Exercices à réaliser ::
1) Extrayez de la transcription de la lettre à Jean Paulhan le passage qui commence par « Hier soir, en » et se termine par « qu’on ne croit. ».
2) Répondez brièvement à partir de la transcription de la lettre à Jean Paulhan :
(a) Quel jour de la semaine est inscrit en tête de la lettre ?
(b) À quel endroit l'auteur a-t-il trouvé la lettre de son correspondant ?
(c) Sous quelle licence la fiche est-elle placée ?
3) Traduisez en anglais cette phrase de la transcription de la lettre à Jean Paulhan : « Toutes ces bonnes paroles (écrites et orales) m’ont fait un bien immense. »

Transcription Transcription des fichiers de la notice - Lettre d'Alain Robbe-Grillet à Jean Paulhan, 1957 Robbe-Grillet, Alain (1922-2008) 1957 chargé d'édition/chercheur Société des Lecteurs de Jean Paulhan, IMEC, Université Paris-Sorbonne, LABEX OBVIL ; projet EMAN (Thalim, ENS-CNRS-Sorbonne nouvelle) PARIS
http://eman-archives.org
1957 Fiche : Société des Lecteurs de Jean Paulhan ; projet EMAN (Thalim, CNRS-ENS-Sorbonne nouvelle). Licence Creative Commons Attribution – Partage à l'Identique 3.0 (CC BY-SA 3.0 FR)
Français
Jeudi [1957]

Hier soir, en rentrant de la N.R.F.? J'ai trouvé votre lettre sous ma porte. Toutes ces bonnes paroles (écrites et orales) m’ont fait un bien immense. J'ai besoin de beaucoup plus d’encouragements qu’on ne croit.

Entrées du corpus ::

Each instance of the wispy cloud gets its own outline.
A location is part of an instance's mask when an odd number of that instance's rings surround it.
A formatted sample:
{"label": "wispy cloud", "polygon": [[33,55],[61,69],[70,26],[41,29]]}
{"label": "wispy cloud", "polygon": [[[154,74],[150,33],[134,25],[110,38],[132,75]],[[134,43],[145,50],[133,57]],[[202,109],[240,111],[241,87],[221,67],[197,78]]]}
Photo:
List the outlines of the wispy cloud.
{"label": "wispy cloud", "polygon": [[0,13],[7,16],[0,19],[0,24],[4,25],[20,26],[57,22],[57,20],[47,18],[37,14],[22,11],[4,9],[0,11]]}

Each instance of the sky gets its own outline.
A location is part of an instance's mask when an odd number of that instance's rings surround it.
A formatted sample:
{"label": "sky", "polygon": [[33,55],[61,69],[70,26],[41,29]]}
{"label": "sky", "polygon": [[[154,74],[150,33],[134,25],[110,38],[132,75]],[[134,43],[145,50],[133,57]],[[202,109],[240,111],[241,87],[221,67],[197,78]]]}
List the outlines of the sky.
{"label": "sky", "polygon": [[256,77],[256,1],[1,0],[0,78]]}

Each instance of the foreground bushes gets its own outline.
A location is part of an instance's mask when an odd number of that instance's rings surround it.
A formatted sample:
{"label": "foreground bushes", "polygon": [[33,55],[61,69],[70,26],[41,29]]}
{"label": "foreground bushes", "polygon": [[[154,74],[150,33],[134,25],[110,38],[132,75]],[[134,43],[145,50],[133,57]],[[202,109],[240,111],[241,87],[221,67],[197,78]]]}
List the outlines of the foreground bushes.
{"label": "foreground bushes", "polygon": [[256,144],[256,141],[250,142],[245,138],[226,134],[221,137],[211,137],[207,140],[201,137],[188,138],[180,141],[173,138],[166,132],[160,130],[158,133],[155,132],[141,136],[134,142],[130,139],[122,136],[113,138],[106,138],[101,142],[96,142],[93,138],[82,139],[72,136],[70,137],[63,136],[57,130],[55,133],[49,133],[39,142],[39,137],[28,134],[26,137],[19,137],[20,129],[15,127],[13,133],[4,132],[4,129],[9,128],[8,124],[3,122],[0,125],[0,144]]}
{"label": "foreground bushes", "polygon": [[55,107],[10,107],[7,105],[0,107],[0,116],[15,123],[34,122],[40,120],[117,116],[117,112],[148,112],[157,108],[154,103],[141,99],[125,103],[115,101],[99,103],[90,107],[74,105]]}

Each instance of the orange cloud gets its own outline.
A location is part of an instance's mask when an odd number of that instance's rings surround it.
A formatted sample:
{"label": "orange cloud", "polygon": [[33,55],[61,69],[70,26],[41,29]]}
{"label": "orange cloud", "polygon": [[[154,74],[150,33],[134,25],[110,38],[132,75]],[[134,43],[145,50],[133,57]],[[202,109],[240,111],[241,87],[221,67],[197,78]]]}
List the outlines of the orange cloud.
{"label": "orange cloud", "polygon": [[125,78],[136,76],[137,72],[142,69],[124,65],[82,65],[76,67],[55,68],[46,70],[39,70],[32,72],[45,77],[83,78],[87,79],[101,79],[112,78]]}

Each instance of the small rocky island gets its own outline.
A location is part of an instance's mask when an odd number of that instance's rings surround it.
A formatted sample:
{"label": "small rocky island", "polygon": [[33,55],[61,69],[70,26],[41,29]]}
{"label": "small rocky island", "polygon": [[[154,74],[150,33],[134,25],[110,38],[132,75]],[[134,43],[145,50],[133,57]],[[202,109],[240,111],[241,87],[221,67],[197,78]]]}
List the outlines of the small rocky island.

Réponses rédigées ::
1)
Hier soir, en rentrant de la N.R.F.? J'ai trouvé votre lettre sous ma porte. Toutes ces bonnes paroles (écrites et orales) m’ont fait un bien immense. J'ai besoin de beaucoup plus d’encouragements qu’on ne croit.

2)
(a) Jeudi.
(b) Sous sa porte.
(c) Licence Creative Commons Attribution – Partage à l'Identique 3.0 (CC BY-SA 3.0 FR).

3) All those kind words (written and spoken) did me an immense amount of good.